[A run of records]

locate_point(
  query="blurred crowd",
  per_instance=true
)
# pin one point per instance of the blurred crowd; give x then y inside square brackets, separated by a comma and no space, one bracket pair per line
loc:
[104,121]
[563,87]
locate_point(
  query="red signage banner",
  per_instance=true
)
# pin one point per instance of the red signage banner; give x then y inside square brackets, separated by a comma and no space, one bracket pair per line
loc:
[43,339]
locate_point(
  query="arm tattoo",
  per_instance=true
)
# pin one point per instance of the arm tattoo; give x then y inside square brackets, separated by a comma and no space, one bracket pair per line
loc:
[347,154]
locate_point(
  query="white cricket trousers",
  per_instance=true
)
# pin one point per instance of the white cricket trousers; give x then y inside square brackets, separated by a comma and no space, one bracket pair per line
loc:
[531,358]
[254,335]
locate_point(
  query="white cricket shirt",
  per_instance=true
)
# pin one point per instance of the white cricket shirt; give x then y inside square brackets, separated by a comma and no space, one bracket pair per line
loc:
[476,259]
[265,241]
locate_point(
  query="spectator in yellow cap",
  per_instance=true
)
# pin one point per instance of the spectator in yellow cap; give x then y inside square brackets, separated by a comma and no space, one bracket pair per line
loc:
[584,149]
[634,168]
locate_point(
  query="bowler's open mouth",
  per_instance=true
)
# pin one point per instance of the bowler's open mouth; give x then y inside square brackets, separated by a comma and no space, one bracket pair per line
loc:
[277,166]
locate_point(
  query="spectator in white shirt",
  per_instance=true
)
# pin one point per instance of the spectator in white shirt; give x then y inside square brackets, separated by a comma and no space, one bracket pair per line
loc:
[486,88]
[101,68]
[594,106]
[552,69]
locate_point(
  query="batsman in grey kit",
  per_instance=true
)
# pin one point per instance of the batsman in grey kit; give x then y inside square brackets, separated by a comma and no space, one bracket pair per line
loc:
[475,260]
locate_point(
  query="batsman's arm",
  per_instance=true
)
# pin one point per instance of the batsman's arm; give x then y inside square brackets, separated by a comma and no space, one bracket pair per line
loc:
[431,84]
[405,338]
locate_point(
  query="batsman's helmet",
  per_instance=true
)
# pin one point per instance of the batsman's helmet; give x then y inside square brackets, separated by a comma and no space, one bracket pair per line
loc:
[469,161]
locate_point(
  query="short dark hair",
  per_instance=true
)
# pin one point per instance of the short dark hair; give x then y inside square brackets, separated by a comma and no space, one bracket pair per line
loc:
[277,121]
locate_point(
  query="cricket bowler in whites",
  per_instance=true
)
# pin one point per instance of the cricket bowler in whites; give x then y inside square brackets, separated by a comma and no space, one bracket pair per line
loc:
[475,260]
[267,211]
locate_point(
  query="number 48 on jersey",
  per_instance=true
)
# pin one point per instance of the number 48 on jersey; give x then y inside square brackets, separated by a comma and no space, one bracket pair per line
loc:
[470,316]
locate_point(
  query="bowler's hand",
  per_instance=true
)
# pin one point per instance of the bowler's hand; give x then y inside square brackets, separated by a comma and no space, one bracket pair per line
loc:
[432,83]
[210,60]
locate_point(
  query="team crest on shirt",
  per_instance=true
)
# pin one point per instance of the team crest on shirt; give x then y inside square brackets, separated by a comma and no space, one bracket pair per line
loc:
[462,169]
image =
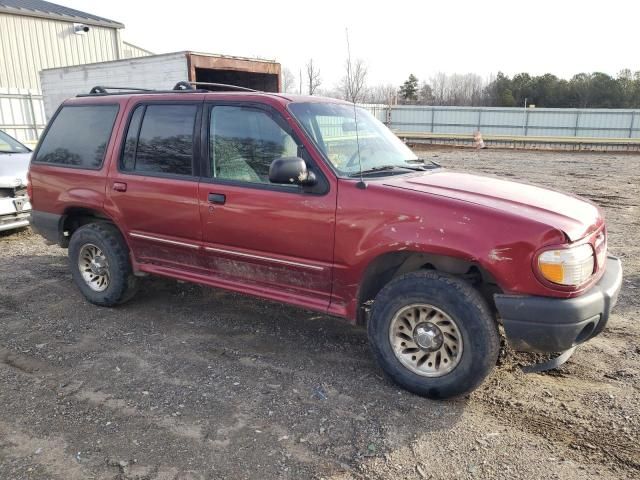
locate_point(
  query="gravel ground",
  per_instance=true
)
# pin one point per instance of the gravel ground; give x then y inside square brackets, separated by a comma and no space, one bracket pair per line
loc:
[187,382]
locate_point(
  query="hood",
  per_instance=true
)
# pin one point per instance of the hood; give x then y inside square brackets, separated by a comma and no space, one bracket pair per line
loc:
[572,215]
[13,169]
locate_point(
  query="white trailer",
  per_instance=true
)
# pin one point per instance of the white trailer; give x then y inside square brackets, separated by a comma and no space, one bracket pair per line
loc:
[158,72]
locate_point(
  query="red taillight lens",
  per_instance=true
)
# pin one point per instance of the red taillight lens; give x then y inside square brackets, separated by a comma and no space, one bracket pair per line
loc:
[29,186]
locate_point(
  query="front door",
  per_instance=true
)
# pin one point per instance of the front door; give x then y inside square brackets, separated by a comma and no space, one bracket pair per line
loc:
[154,189]
[274,240]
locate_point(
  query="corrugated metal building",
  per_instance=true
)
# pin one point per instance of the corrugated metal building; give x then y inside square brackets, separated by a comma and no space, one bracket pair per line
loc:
[35,35]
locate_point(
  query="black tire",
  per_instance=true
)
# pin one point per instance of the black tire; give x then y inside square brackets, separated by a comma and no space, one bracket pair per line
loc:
[464,305]
[122,284]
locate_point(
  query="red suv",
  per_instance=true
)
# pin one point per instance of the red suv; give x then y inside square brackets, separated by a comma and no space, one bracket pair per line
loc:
[313,202]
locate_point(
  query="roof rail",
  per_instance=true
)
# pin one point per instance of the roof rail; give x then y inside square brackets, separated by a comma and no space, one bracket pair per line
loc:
[189,86]
[103,90]
[182,86]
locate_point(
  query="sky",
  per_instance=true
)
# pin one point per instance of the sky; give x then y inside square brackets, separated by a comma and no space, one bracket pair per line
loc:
[394,38]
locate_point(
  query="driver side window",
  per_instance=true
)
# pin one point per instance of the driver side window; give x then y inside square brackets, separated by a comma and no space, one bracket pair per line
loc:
[244,141]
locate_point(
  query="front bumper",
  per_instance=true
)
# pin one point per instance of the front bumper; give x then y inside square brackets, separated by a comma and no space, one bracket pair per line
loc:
[543,324]
[12,216]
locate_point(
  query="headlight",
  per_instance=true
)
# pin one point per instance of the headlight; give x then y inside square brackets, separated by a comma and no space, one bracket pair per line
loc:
[569,266]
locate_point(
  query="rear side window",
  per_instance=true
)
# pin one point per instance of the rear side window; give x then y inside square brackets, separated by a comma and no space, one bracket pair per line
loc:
[160,140]
[78,136]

* _Task statement_:
Skip the pictures and print each record exactly as it stands.

* _Final result_:
locate_point(
  query="blurred crowd",
  per_instance=true
)
# pin one point per instance of the blurred crowd; give x then y inside square brackets, separated by a comma and no space, one bracket pair per line
loc:
[104,121]
[563,87]
locate_point(
  query="red signage banner",
  per_instance=true
)
# pin one point per instance of the red signage banner; give x then y inside square brackets, separated by a comma and no space, one bracket pair per line
loc:
[43,339]
locate_point(
  query="arm tattoo",
  per_instance=true
)
# pin one point per instance of the arm tattoo; give x then y inside square brackets, separated by a comma and no space, one bracket pair per line
loc:
[347,154]
locate_point(
  query="white cricket trousers",
  per_instance=true
)
# pin one point per instance of the white cricket trousers; give x then y inside square brackets, separated by a comma and no space, one bracket pair per line
loc:
[531,358]
[254,335]
locate_point(
  query="white cricket shirt",
  per_instance=true
)
# pin one point per instance of the white cricket shirt; give x then y inside square brackets, separated by a comma and no space, one bracket pair per line
loc:
[476,259]
[265,241]
locate_point(
  query="spectator in yellow cap",
  per_instance=true
)
# pin one point per instance of the spectator in yellow cap; give x then y inside square brackets, separated by a comma and no space, one bracket pair per line
loc:
[584,149]
[634,168]
locate_point(
  query="bowler's open mouth",
  per_instance=true
)
# pin one point per instance of the bowler's open mouth; give x then y inside square brackets, separated by a comma and no space, one bracket pair per line
loc:
[277,166]
locate_point(
  query="spectator in white shirt",
  per_instance=true
)
# pin one point per instance of the spectator in white shirt; give x then y inside square brackets, separated by a comma and no space, one bracket pair per line
loc:
[486,88]
[101,68]
[594,106]
[552,69]
locate_point(
  query="batsman in grey kit",
  per_instance=true
)
# pin one point per instance of the batsman in grey kit; give x then y inside square brackets, separated by a comma and no space, one bracket pair per line
loc:
[475,260]
locate_point(
  query="batsman's arm",
  per_instance=true
)
# pin one point per instance of the batsman's arm; give x then y inside square brackets, separated by a comma and no space, one bracket pair per line
loc:
[431,84]
[405,338]
locate_point(
  query="batsman's helmet",
  per_instance=true
)
# pin one point per instance of the batsman's helmet; give x then y inside square brackets, separated by a comma and no space, one bracket pair per line
loc:
[469,161]
locate_point(
  query="short dark hair",
  per_instance=true
)
# pin one point per instance of the short dark hair; give x then y inside square brackets, separated by a comma and no space, one bracket pair per line
loc:
[277,121]
locate_point(
  query="cricket bowler in whites",
  per_instance=true
)
# pin one point per instance of the cricket bowler in whites; give x then y inside square brackets, separated by a comma and no space, one bracket pair per line
loc:
[475,260]
[267,211]
locate_point(
  query="number 48 on jersey",
  per_instance=true
)
# pin one point per instance of the number 48 on jersey; give x then y inside square brackets, separated by a comma and no space, one bracket pair per line
loc:
[470,316]
locate_point(
  query="bowler's hand",
  per_instance=true
)
# pin one point per instance of the bowler's hand; give x then y inside square brackets, separated by a comma and no space, one bracket pair per line
loc:
[432,83]
[210,60]
locate_point(
  query="team crest on shirt",
  per_instance=true
)
# pin one point per instance of the team crest on shirt; give x then y inside square brackets, separated by a comma and no space, one bracket pair per line
loc:
[462,169]
image =
locate_point(
  query="gravel ground",
  per_instance=true
)
# pin one point per instance of the gravel ground; give x then y inside square brackets, separated by a comma and no space, one bracket pair per line
loc:
[187,382]
locate_point(
  query="hood",
  per_instance=true
)
# pin one point per instance of the hood; give x then y inside square brackets, separated by a comma and no space, one bracket pair per line
loc:
[572,215]
[13,169]
locate_point(
  query="white trailer",
  per_instance=true
)
# pin one point per instance of the white trailer; give x then y inside square brackets, separated by a comma and no space, one bracket pair per line
loc:
[158,72]
locate_point(
  query="red taillight lens",
  per_instance=true
)
# pin one point per instance of the red taillight lens; give x then y inside square brackets, separated by a comma and no space, one bracket pair per line
loc:
[29,186]
locate_point(
  query="front door",
  per_instance=true
)
# pin one point per instance of the front door; give x then y inside square brackets, separated by a comma and no space, one bracket pair per line
loc:
[154,189]
[274,240]
locate_point(
  query="corrugated metal building",
  per_instance=true
)
# pin one point per instance of the corrugated metal building; give x then y inside square brackets, separated by a comma and no space, one bracket pair per line
loc:
[35,35]
locate_point(
  query="black tire",
  per_instance=true
)
# pin one point per instance of the black tire; give x then y inside square brackets, separated by a comma and no space, one bracket pair per line
loc:
[464,305]
[122,284]
locate_point(
  query="red suv",
  per_instance=true
)
# pin one point per instance of the red suv; give x then y inside square brackets, separated by a comma and no space, one bracket pair per line
loc:
[313,202]
locate_point(
  query="roof rail",
  per_instance=true
)
# pin one point per instance of the roof rail; give x then y inside square brackets, separated by a comma and no space, one bracket pair per line
loc:
[189,86]
[103,90]
[182,86]
locate_point(
  query="sky",
  per_instance=true
)
# pin one point per instance of the sky; give x then y inside square brackets, separated by a comma and no space, one bracket pair per line
loc:
[394,38]
locate_point(
  query="driver side window",
  per_instance=true
)
# pin one point per instance of the driver side window; give x then y inside square brackets, separated by a comma and no space, one bracket pair per line
loc:
[244,141]
locate_point(
  query="front bumper",
  per_instance=true
)
# pin one point per instance of the front bumper; give x then y inside square brackets, separated by a comma and no space, one bracket pair per line
loc:
[543,324]
[12,216]
locate_point(
  query="headlight",
  per_instance=true
)
# pin one point per instance of the headlight; give x then y inside square brackets, separated by a comma and no space, one bracket pair per line
loc:
[569,266]
locate_point(
  query="rear side window",
  per_instance=true
)
# pin one point per instance of the rear side window; give x then y inside square brackets, separated by a comma and no space, one bracket pair per line
loc:
[160,140]
[78,136]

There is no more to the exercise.